* begin Materials provided *

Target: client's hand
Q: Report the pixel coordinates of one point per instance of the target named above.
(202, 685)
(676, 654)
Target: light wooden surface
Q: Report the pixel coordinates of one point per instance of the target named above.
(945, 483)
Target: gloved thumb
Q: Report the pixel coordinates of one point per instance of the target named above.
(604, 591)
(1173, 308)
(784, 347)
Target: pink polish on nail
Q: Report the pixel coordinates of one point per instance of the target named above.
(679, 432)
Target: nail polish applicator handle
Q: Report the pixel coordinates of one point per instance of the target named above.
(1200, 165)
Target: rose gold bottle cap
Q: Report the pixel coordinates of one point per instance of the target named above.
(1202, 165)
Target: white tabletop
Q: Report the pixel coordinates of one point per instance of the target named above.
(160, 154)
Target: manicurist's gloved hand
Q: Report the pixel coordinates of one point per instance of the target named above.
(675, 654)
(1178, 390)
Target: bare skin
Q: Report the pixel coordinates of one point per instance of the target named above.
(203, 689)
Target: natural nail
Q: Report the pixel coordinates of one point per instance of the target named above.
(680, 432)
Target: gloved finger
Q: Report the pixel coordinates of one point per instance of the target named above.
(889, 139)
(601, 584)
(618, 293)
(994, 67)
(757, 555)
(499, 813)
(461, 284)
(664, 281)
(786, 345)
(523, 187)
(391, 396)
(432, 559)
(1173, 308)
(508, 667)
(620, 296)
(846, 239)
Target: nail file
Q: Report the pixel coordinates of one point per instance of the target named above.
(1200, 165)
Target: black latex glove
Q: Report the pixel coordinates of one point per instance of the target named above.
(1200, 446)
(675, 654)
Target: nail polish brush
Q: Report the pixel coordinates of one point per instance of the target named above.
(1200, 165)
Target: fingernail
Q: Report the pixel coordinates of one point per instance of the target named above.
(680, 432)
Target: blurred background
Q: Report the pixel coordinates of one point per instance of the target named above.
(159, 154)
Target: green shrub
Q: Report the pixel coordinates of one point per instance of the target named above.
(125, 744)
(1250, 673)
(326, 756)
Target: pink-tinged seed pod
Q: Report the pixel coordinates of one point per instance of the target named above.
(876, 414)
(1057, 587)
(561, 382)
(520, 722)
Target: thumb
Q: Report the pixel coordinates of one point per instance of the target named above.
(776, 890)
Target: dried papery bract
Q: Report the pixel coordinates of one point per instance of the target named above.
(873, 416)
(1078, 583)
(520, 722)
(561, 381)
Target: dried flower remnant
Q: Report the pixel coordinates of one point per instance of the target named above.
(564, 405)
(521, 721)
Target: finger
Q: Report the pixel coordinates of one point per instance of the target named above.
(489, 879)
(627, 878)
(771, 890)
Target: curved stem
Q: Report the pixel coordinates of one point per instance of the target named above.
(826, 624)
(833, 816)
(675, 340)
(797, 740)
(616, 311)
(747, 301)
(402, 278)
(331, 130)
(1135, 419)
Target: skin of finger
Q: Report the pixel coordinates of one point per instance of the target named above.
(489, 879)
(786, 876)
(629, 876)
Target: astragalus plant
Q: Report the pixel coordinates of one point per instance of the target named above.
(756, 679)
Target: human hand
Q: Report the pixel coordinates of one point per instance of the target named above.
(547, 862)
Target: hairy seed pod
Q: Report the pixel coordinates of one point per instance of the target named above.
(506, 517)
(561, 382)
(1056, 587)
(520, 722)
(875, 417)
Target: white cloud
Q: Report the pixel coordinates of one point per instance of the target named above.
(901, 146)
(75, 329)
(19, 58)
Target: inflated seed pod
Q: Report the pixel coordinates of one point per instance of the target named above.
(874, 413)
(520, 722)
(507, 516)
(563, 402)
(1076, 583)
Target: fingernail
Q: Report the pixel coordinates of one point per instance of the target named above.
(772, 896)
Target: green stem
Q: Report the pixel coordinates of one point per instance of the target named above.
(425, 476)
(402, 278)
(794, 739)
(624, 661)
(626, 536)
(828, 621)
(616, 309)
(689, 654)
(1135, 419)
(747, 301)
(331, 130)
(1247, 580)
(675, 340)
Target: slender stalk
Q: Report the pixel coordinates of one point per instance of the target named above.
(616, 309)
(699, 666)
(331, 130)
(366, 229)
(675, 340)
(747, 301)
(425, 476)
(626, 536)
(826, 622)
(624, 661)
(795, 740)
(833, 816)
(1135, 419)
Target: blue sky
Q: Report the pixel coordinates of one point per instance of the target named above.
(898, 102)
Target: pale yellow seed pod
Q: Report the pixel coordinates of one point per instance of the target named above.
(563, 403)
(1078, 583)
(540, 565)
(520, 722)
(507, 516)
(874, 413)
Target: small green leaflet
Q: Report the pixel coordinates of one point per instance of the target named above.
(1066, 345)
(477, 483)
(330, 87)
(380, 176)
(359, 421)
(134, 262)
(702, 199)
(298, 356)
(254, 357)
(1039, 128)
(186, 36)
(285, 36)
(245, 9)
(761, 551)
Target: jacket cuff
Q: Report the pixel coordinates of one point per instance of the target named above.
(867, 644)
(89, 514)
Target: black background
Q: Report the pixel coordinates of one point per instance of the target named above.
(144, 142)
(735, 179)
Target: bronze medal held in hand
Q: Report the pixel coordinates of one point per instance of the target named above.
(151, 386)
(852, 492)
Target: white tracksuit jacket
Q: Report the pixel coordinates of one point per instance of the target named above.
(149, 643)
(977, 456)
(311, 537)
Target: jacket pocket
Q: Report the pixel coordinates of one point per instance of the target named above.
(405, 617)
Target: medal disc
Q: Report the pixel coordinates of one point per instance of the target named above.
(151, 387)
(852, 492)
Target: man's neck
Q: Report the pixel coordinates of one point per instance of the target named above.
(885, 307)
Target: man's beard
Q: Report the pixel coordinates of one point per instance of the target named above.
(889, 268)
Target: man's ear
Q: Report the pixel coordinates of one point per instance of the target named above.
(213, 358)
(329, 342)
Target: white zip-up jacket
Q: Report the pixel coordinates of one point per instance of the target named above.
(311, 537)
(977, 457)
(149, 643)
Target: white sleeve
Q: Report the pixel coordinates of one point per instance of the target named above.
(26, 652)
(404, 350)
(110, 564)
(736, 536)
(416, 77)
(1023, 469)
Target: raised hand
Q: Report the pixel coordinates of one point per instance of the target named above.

* end Materials provided *

Your instructions — Type out all of the material again, word for word.

Correct output —
Target: client's hand
Q: Report the pixel coordinates of one point per instance of the target named above.
(202, 685)
(676, 654)
Target: light wooden surface
Q: Report the pixel coordinates of one point per instance of the target named above.
(945, 483)
Target: gloved thumb
Q: Report the pixel coordinates of one point per instance of the target named above.
(604, 591)
(1173, 308)
(784, 347)
Target: pink polish on nail
Q: Report the pixel coordinates of one point per instance of the target named above.
(679, 432)
Target: nail polish applicator handle
Q: Report the pixel coordinates of one point per instance of the target named above.
(1200, 165)
Target: rose gold bottle cap
Q: Report the pixel coordinates of one point per instance of the target named above.
(1202, 165)
Target: white tabletop
Q: Report the pixel coordinates of one point per instance of the target named above.
(160, 154)
Target: manicurist's gloved hand
Q: Report the pixel coordinates of one point per instance of the target named above.
(675, 654)
(1178, 390)
Target: bare skin
Q: Report the pixel coordinates of one point per instance of the target named above.
(203, 689)
Target: natural nail
Q: Report the pixel coordinates of one point per instance of the target named above.
(680, 432)
Target: gloved finger
Q: Report the pixel coordinates of one point per instance of the target named above.
(889, 139)
(601, 584)
(618, 293)
(994, 67)
(757, 555)
(499, 813)
(461, 284)
(664, 281)
(786, 345)
(523, 187)
(391, 396)
(432, 559)
(1173, 308)
(508, 667)
(620, 296)
(846, 239)
Target: nail file
Q: Report the pixel coordinates of one point per instance of the target named above.
(1200, 165)
Target: black latex glove
Q: Report the pixel coordinates of one point per instance of the target named above.
(1200, 446)
(675, 654)
Target: nail polish brush
Q: Report the pixel coordinates of one point per instance of the target named above.
(1200, 165)
Target: fingernail
Q: Report the pixel coordinates of one point per instance of the target named above.
(680, 432)
Target: blurred background
Q: Report the pixel coordinates of one point per instance of the target named above.
(159, 154)
Target: green shrub
Q: Report the pixel coordinates of one point per instance of the target named above.
(125, 744)
(1250, 673)
(326, 756)
Target: pink-tinged seed pod
Q: Report the pixel coordinates of one point per instance of the target named above.
(876, 414)
(1057, 587)
(561, 382)
(520, 722)
Target: thumb
Q: Report the pixel coordinates of one point per instance of the target named above.
(776, 890)
Target: dried papery bract
Q: Report the pixel coordinates of one point per instance of the target named above.
(873, 416)
(1078, 583)
(520, 722)
(561, 381)
Target: dried flower remnant
Q: Report the pixel coordinates of one point per instance of the target named above.
(564, 405)
(521, 721)
Target: finger
Q: Report the pixel coordinates of one point per instance of the target named above.
(489, 879)
(627, 878)
(771, 890)
Target: curved stem
Q: Report the pixel coordinates of one point per instance of the target named above.
(826, 624)
(833, 816)
(675, 340)
(797, 740)
(616, 311)
(747, 301)
(402, 278)
(331, 130)
(1135, 419)
Target: skin of finger
Q: Report the pixel coordinates of one point per instance of the target named above.
(489, 879)
(786, 876)
(629, 876)
Target: astragalus plant
Q: Report the pixel coordinates of one point per instance of the target named above.
(756, 679)
Target: human hand
Q: Report the pixel coordinates of one point per instance of the target named above.
(547, 862)
Target: hairy seed pod
Q: Report the pixel coordinates of one point per instance of the target named above.
(506, 517)
(561, 382)
(1056, 587)
(520, 722)
(875, 417)
Target: white cloud
Q: Report the pixel coordinates of one point per instance of the target named above.
(901, 146)
(75, 329)
(19, 58)
Target: inflated seed pod
Q: Report the pixel coordinates of one point per instance of the target named above.
(874, 413)
(520, 722)
(507, 516)
(563, 402)
(1076, 583)
Target: fingernail
Q: Report the pixel coordinates of one point per instance of the target named above.
(772, 896)
Target: green stem
Q: Report the pixel coordinates of one point per instance of the target named above.
(425, 476)
(402, 278)
(794, 739)
(624, 661)
(626, 536)
(828, 621)
(616, 309)
(689, 654)
(1135, 419)
(747, 301)
(331, 130)
(1247, 580)
(675, 340)
Target: slender stalk
Q: Report the pixel coordinates of one point per instance of the target named above.
(616, 309)
(699, 666)
(331, 130)
(366, 229)
(675, 340)
(747, 301)
(425, 476)
(626, 536)
(826, 622)
(624, 661)
(795, 740)
(833, 816)
(1135, 419)
Target: blue sky
Q: Report the pixel coordinates of one point per instance of the target named above.
(898, 102)
Target: pale yellow seed pod
Q: Report the pixel coordinates of one point per instance of the target named above.
(563, 403)
(1078, 583)
(540, 565)
(520, 722)
(507, 516)
(874, 413)
Target: small green leaflet
Q: Report the pixel coordinates of one point per instance of the target named above.
(1066, 345)
(477, 483)
(330, 87)
(380, 176)
(359, 421)
(134, 262)
(702, 199)
(298, 356)
(254, 357)
(1039, 128)
(186, 36)
(285, 36)
(245, 9)
(761, 551)
Target: jacket cuff
Q: Report the pixel coordinates of one point per instance of the target named above.
(867, 644)
(89, 514)
Target: black background
Q: Report the pixel coordinates of one point per instance of the target named above.
(144, 142)
(735, 179)
Target: bronze medal held in hand
Q: Report the pixel coordinates of one point per instance of the target named above.
(151, 386)
(852, 492)
Target: white tracksuit jacket
Q: Report the pixel coordinates of one point per instance of the target named above.
(149, 643)
(977, 456)
(311, 537)
Target: jacket pocket
Q: Report the pixel coordinates of one point per instance of the target named above.
(405, 617)
Target: medal disc
Q: Report the pixel coordinates of one point per instance of the target named above.
(151, 387)
(852, 492)
Target: man's neck
Q: Report the pixel coordinates of one point per instance of the target named above.
(885, 307)
Target: man's beard
Q: Report the pixel coordinates of one point per instance of the target named above.
(889, 268)
Target: man's ear
Q: Report the pixel coordinates of one point per instance of the target named above.
(213, 358)
(329, 342)
Target: white zip-up jacket
Q: Report the pixel coordinates of one point per instance of the target named above.
(311, 537)
(977, 457)
(149, 643)
Target: white sleeve
Q: Report the pixel coordinates of one point per instance of the target named above.
(26, 652)
(404, 350)
(110, 564)
(736, 536)
(416, 77)
(1023, 469)
Target: raised hand
Q: Report the pixel coordinates of one point per instance of the target named above.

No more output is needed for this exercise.